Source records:
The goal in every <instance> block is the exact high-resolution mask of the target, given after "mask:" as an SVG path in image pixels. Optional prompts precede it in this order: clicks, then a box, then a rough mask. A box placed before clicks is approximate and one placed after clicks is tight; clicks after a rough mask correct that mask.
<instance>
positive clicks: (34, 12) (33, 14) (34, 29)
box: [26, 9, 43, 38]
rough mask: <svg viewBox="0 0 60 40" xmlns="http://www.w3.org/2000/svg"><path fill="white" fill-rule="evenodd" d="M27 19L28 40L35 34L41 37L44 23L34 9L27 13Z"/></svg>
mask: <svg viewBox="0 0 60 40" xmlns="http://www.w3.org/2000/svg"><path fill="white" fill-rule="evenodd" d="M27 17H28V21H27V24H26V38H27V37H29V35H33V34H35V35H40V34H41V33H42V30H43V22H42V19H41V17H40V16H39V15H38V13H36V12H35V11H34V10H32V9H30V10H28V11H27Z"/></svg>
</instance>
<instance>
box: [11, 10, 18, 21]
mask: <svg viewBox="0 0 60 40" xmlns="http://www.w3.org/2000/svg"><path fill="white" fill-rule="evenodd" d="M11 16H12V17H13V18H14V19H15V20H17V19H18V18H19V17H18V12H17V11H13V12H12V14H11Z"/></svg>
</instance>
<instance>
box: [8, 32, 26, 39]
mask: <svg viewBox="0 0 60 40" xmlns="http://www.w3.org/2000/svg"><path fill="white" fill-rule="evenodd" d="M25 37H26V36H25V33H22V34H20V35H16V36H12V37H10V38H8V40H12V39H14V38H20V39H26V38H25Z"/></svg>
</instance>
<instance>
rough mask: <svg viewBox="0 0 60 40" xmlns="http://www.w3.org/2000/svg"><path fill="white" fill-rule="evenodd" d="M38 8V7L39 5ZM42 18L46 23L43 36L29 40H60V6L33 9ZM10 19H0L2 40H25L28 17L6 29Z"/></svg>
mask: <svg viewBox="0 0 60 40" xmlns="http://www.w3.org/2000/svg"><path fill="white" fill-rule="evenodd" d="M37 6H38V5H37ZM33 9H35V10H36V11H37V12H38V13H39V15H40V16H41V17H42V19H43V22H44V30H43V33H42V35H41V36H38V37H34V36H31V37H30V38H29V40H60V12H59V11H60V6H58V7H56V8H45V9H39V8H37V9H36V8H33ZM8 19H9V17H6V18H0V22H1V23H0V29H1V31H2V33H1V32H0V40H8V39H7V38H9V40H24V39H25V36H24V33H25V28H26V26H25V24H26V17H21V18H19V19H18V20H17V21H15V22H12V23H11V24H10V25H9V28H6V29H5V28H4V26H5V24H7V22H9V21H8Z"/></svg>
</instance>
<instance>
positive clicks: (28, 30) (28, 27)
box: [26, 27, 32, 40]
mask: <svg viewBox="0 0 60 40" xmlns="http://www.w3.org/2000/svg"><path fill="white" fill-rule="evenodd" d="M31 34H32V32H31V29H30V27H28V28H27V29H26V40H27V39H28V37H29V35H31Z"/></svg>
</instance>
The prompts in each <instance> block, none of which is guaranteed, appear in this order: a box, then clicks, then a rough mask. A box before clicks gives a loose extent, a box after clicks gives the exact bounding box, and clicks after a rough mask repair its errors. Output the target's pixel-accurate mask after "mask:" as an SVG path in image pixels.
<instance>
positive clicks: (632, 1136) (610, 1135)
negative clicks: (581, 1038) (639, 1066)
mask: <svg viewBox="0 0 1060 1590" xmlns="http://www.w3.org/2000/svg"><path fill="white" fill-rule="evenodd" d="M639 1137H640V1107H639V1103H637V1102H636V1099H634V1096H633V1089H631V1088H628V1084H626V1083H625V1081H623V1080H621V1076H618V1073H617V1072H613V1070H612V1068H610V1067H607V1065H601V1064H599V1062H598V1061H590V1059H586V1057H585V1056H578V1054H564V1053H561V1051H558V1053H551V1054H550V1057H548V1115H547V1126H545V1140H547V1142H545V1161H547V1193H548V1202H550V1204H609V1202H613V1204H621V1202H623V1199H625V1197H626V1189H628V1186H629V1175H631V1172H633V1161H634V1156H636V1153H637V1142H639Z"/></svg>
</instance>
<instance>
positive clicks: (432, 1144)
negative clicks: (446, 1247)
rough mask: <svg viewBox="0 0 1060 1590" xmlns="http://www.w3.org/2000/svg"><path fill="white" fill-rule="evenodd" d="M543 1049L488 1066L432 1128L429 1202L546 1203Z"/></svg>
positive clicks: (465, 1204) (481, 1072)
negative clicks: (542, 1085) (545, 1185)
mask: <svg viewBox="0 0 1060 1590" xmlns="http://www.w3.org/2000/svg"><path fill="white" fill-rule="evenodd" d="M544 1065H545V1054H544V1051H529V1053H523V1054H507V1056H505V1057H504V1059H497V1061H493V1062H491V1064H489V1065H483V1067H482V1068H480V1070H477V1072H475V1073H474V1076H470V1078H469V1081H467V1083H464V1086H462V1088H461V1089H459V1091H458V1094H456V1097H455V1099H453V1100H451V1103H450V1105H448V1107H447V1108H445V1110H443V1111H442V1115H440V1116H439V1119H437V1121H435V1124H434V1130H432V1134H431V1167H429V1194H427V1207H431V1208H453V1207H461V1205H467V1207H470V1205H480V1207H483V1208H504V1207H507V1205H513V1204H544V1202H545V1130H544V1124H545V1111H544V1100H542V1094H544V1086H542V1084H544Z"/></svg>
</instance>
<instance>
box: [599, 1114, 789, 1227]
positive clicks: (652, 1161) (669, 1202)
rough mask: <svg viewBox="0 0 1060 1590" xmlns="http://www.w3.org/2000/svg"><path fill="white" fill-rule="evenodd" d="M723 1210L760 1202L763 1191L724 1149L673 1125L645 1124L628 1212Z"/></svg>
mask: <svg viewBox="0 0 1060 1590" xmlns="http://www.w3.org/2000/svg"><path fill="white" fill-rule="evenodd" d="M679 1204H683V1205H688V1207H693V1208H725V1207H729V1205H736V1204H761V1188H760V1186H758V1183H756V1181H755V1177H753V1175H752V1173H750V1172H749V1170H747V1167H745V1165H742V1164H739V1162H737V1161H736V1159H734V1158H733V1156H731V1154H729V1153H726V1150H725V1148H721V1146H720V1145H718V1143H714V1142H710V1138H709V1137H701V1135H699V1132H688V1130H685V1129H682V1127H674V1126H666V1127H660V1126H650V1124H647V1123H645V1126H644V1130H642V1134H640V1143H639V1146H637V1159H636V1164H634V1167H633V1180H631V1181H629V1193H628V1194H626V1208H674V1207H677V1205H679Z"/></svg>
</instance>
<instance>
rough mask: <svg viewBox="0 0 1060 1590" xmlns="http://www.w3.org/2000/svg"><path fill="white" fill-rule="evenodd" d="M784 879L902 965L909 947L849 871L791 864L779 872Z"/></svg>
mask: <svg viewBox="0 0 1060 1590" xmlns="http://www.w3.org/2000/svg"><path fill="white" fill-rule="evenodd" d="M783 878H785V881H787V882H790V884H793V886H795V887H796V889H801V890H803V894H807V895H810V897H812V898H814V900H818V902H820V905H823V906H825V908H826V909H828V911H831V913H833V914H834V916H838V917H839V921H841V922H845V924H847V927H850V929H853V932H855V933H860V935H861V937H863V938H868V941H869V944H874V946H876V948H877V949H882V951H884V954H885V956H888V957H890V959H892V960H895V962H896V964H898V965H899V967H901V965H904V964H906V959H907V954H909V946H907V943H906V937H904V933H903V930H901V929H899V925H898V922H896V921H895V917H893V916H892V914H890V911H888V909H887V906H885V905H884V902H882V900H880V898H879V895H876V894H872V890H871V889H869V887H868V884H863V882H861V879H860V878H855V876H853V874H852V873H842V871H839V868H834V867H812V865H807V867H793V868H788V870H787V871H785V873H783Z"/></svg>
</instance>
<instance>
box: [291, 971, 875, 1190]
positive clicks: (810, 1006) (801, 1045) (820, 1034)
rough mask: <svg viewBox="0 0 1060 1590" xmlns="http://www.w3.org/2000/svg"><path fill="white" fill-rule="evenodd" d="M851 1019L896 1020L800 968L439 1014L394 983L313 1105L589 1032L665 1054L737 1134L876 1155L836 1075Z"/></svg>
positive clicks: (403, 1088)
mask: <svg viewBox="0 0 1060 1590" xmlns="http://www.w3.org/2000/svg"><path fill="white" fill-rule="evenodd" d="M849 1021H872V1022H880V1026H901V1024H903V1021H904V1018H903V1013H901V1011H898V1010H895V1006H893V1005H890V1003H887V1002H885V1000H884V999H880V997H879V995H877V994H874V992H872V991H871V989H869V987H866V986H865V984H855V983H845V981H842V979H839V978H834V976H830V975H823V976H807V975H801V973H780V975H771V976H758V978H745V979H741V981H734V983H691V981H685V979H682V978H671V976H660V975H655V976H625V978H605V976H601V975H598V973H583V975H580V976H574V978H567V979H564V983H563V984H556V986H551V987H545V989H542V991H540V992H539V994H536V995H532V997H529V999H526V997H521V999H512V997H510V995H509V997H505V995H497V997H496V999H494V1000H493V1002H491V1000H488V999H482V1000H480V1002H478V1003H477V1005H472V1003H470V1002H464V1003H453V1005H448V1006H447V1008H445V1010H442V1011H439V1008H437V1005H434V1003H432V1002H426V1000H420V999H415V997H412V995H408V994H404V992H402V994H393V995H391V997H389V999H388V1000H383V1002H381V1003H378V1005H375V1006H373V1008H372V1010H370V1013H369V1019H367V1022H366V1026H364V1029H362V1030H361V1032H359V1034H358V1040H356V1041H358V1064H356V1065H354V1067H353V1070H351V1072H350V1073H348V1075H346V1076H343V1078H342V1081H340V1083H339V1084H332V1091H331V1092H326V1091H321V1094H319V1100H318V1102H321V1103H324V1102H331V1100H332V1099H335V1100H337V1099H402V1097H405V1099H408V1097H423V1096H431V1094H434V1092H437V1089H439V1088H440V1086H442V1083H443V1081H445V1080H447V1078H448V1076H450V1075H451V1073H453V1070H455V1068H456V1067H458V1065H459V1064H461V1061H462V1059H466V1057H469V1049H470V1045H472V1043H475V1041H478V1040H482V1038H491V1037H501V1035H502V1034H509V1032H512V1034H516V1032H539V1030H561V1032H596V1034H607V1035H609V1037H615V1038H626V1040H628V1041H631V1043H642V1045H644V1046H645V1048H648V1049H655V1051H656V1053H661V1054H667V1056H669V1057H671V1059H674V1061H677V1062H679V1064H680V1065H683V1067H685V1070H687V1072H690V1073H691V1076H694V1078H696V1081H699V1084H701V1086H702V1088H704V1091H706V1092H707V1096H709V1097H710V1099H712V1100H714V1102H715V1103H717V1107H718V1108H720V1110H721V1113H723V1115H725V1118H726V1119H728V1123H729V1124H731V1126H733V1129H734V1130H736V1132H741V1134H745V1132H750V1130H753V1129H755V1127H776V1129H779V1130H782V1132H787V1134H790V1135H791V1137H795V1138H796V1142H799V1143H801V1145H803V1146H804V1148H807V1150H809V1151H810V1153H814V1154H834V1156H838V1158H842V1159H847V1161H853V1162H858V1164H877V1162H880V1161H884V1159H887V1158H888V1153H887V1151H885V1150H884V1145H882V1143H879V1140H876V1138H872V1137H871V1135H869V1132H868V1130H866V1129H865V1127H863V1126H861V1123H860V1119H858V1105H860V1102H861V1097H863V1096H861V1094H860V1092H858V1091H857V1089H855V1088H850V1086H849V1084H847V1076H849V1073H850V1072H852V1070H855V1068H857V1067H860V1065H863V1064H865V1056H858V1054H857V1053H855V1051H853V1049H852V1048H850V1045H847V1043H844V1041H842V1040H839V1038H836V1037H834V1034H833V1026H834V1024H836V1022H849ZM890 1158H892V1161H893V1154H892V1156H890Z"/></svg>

Directions>
How many of the lines above include "target"? Only the number should be given.

Task output>
2